START Document passage

Days of Change

Super Size Lies | July 27, 2013

Morgan Spurlock, star of “Super Size Me” and a less initially repugnant figure than Michael Moore, has made it to CNN with a series called “Inside Man.” This is not much of a surprise givent hat CNN now gives weekend programming to cooks and comedians. Spurlock is a One Hat trick pony, making this show his third incarnation of inserting himself into situations to control the narrative.

“Super Size Me” was filmed in a documentary style with the somewhat obvious moral that if you eat McDonald’s food every day for a month, chose the highest calorie items and accepted offer to “super size” that mean every time you were asked, you could gain weight and increase your cholesterol. Even given that low bar for success, there were questions as to how much Spurlock ate, which items he chose after he chose at least every item once, how much he reduced his previous activity to match the “average American” and if his so-called vegan diet actually detoxed him at the end.

END Document passage
START Provided material

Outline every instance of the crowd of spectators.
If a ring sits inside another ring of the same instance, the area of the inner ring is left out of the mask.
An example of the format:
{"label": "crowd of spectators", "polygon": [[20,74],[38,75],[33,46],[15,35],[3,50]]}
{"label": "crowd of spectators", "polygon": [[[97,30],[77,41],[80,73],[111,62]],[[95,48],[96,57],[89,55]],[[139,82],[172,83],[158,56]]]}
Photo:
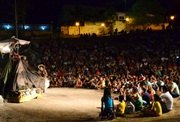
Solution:
{"label": "crowd of spectators", "polygon": [[148,30],[35,42],[29,56],[34,66],[46,66],[51,87],[103,89],[108,82],[127,103],[133,99],[138,111],[158,101],[155,94],[180,95],[179,35],[178,30]]}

END Provided material

What to work on:
**a)** In the Morgan Spurlock commentary, reproduce word for word the part that opens with "Morgan Spurlock, star" and closes with "control the narrative.".
**b)** Write the next portion of the commentary on Morgan Spurlock and "Super Size Me," starting after its last sentence.

In response:
**a)**
Morgan Spurlock, star of “Super Size Me” and a less initially repugnant figure than Michael Moore, has made it to CNN with a series called “Inside Man.” This is not much of a surprise givent hat CNN now gives weekend programming to cooks and comedians. Spurlock is a One Hat trick pony, making this show his third incarnation of inserting himself into situations to control the narrative.

**b)**
Any number of detractors appeared, including the movie “Fat Head” where the filmmaker lost weight by avoiding large sodas and skipping some of the buns. Spurlock’s movie used a hallmark of liberal activism, inconsistent logic. He used the “super size” option (which McDonald’s eventually dropped) as an opening to explain that Americans are fat because McDonald’s has more than one size option, offers breakfast sandwiches and feeds fat Americans who don’t exercise. The problem is that the “average” American does not eat three meals a day at McDonalds. It’s probably more like 0.3 meals.

Since few people watched the FX series “30 Days” I’ll skip to its clone, CNN’s “Inside Man.” In the series, Spurlock inserts himself into some real-world activity for about 30 hours this time and expounds on some political issue while doing it. Immigration, which is a retread from “30 Days,” finds Spurlock working for a day picking oranges with non-white Hispanics to show us all how hard it is to do manual labor. This and tales of labor shortages under Alabama’s tough immigration laws are used to explain that we can’t live without illegal labor.

There’s more inconsistent logic. The fallacy is that immigrants will do the work Americans won’t do. The reality is that Americans expect more pay for the kind of hard labor required in many illegal jobs. Also, these are jobs Americans shouldn’t do, along with anyone else. The jobs are physically damaging, often dangerous and the illegal and recent immigrants doing them often pay a price if they don’t get out of that line of work. White people in the United States didn’t pick cotton, slaves did. When they became citizens, machines took over much of the job. For all the whining about $10 heads of lettuce to come, a country without wage slaves would produce thousands of jobs for manufacturers of lettuce extractors.

Living your life with eyes open is a learned skill. Once you learn it, it gets easier and easier to see the world for what it is, no matter what lies the camera tries to tell me.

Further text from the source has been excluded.